Natural language region descriptions:
^^^^^^^^^^^^^^^^

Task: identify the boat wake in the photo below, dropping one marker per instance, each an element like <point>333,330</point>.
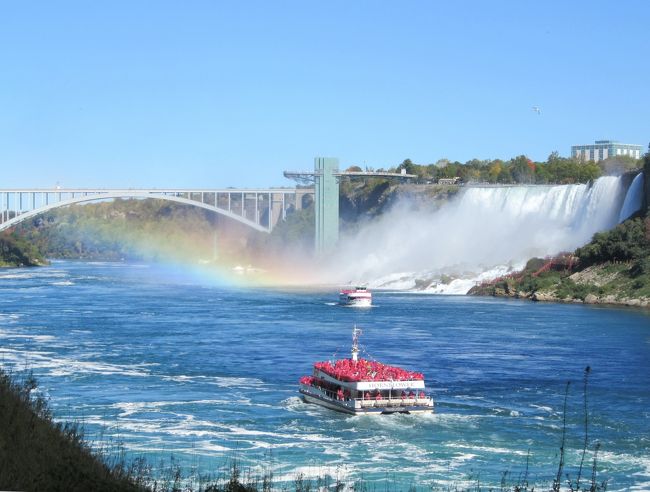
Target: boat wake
<point>482,234</point>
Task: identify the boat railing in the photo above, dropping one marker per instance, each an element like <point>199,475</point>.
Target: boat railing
<point>392,402</point>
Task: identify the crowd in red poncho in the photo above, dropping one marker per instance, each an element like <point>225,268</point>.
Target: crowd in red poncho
<point>308,380</point>
<point>366,370</point>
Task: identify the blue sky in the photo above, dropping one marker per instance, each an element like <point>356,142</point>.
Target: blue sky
<point>215,94</point>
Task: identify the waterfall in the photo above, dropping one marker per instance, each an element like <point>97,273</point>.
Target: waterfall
<point>482,232</point>
<point>633,199</point>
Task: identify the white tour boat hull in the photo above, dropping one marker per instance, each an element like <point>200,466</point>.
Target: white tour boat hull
<point>360,407</point>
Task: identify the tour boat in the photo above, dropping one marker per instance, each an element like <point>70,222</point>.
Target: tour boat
<point>358,386</point>
<point>356,296</point>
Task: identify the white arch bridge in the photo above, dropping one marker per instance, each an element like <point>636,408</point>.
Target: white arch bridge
<point>260,209</point>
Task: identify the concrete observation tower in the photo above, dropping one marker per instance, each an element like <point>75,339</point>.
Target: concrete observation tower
<point>325,177</point>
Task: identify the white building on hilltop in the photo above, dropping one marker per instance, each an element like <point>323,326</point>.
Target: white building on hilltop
<point>604,149</point>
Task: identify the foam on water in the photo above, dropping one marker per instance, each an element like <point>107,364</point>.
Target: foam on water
<point>207,380</point>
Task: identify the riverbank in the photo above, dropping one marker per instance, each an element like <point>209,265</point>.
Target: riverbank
<point>613,269</point>
<point>15,251</point>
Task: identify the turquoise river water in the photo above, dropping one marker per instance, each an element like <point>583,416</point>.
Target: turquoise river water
<point>169,364</point>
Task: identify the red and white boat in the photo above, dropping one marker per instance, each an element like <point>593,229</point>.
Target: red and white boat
<point>355,296</point>
<point>360,386</point>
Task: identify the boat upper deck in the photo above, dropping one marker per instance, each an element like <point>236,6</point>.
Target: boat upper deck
<point>368,374</point>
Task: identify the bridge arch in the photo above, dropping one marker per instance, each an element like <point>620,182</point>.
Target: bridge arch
<point>133,194</point>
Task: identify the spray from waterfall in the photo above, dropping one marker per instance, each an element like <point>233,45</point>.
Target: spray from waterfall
<point>633,199</point>
<point>481,234</point>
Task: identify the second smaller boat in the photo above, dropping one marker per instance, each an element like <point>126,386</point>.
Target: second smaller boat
<point>355,296</point>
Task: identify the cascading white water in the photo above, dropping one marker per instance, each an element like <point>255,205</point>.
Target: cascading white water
<point>633,199</point>
<point>481,234</point>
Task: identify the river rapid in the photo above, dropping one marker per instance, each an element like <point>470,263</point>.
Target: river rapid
<point>172,364</point>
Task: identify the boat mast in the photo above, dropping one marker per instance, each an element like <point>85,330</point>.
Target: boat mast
<point>355,342</point>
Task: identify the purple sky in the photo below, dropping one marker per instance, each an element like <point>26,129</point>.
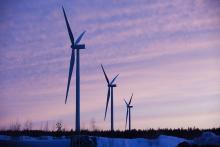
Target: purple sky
<point>167,54</point>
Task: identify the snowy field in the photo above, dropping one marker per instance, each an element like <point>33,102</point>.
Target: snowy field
<point>161,141</point>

^^^^^^^^^^^^^^^^

Task instructions:
Leaving every picture out, return the lines from the one containing "Target: second smaller boat" through the last line of the records exactly.

Written response:
Target: second smaller boat
<point>355,296</point>
Task: identify the cascading white water in the photo above, dropping one marker per instance, each an element like <point>255,205</point>.
Target: cascading white water
<point>633,199</point>
<point>481,234</point>
Task: identify the river rapid in the photo above, dropping one marker per instance, each an element like <point>470,263</point>.
Target: river rapid
<point>172,364</point>
Task: identify the boat mast in the photo above, dropping one marker per instance, each an element like <point>85,330</point>.
Target: boat mast
<point>355,342</point>
Task: identify the purple sky in the photo below, dropping one marker per instance, each an element like <point>26,129</point>.
Target: purple sky
<point>167,54</point>
Task: identify the snowy field in the photo above, dropping one marker per instance, each an element like <point>33,102</point>.
Target: snowy field
<point>161,141</point>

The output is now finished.